What you are asked to do
From the passage on vitamin D below, reproduce word for word the stretch from "2. Ideal vitamin" through "proper bone health.".

Science

Vitamin D

Vitamin D has been getting more notice lately, and for good reason. It has been reported that 51 to 70 percent of individuals are low on vitamin D. This isn’t good, considering how important vitamin D is to not only the general population but also athletes and bodybuilders. You might be wondering why it’s so important. Well, here are a few reasons why:

  1. Low vitamin D levels lead to irregular contractions of the muscles and inability to relax, resulting in your muscles being unable to produce as much force as they should. This means you won’t be strong as you should be.
  2. Ideal vitamin D levels have been shown to improve muscular power and jump height. Researchers found that the ability of a muscle to contract and produce power is influenced by vitamin D levels. Low vitamin D levels will make you less powerful, with power defined here as the ability to move a weight quickly.
  3. Low vitamin D levels can also affect body compensation. Researchers found that a low vitamin D concentration increases the fat in muscle. With a proper amount of vitamin D in your body, it can maintain its muscle and lean body mass. And no bodybuilder wants any additional fat.
  4. Plenty of research shows that low levels of vitamin D are linked to osteoporosis and bone fractures. Also, calcium and vitamin D supplementation are key components in having proper bone health.
  5. This one is simple: Vitamin D has been shown to fight many different types of cancers, including lung, colon, prostate and breast cancer.

It’s obvious, then, that vitamin D is essential for not only bodybuilders but also the general population. It wards off cancer and helps with increasing bone density, which wards off osteoporosis. And, lacking vitamin D inhibits muscles from performing the way they should, making them weaker and less powerful.

So how much vitamin D should you be taking? The recommended daily intake of vitamin D is around 5,000 IU, though research suggests that large dosages are more effective, such as taking 35,000 to 50,000 IU twice a week. Whatever approach you take, make sure you’re getting enough for optimal health!

SOURCE

  1. Boland R. The role of vitamin D in skeletal muscle function. Endocr Rev. 1986 Nov;7(4):434-48.
  2. Holick MF. Vitamin D deficiency. N Engl J Med. 2007;357(3):266-281.
  3. Gilsanz V, Kremer A, Mo AO, Wren TA, Kremer R. Vitamin D status and its relation to muscle mass and muscle fat in young women. J Clin Endocrinol Metab. 2010 Apr;95(4):1595-601.

Data section
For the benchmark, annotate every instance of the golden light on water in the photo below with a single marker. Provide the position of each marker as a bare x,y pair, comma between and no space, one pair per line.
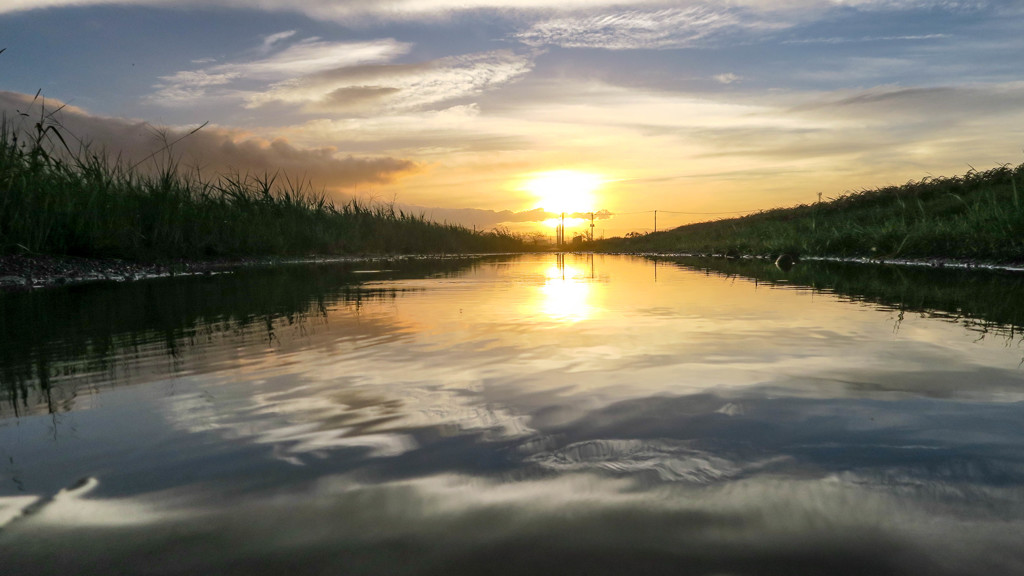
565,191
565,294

--

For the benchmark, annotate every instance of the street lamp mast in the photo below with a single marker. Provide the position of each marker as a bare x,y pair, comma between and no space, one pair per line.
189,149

---

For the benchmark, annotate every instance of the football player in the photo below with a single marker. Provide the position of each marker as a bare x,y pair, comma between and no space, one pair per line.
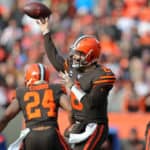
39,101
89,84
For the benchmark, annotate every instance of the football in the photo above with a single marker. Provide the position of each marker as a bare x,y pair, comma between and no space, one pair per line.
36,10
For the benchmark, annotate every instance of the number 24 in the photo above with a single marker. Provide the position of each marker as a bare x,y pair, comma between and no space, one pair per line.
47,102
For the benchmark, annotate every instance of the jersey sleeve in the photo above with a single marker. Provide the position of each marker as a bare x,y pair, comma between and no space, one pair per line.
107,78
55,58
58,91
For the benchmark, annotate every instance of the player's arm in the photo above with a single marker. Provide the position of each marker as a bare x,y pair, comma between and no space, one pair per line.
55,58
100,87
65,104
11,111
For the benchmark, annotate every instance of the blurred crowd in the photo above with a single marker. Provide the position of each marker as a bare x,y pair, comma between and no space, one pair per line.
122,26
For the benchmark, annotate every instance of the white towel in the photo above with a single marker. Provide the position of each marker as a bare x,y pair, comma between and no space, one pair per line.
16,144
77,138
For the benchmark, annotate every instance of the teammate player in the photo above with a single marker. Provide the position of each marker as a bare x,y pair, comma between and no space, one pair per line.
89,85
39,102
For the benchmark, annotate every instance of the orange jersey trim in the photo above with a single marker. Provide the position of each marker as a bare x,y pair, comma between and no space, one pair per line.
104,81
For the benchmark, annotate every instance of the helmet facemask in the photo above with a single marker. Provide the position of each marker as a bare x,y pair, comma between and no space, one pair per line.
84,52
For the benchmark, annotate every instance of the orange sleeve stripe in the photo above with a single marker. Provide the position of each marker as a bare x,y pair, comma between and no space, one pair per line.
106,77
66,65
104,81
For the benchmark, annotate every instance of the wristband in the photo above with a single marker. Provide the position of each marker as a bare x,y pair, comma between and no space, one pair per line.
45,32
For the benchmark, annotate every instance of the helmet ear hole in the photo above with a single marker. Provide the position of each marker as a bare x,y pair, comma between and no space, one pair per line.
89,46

Result
2. Ideal vitamin D levels have been shown to improve muscular power and jump height. Researchers found that the ability of a muscle to contract and produce power is influenced by vitamin D levels. Low vitamin D levels will make you less powerful, with power defined here as the ability to move a weight quickly.
  3. Low vitamin D levels can also affect body compensation. Researchers found that a low vitamin D concentration increases the fat in muscle. With a proper amount of vitamin D in your body, it can maintain its muscle and lean body mass. And no bodybuilder wants any additional fat.
  4. Plenty of research shows that low levels of vitamin D are linked to osteoporosis and bone fractures. Also, calcium and vitamin D supplementation are key components in having proper bone health.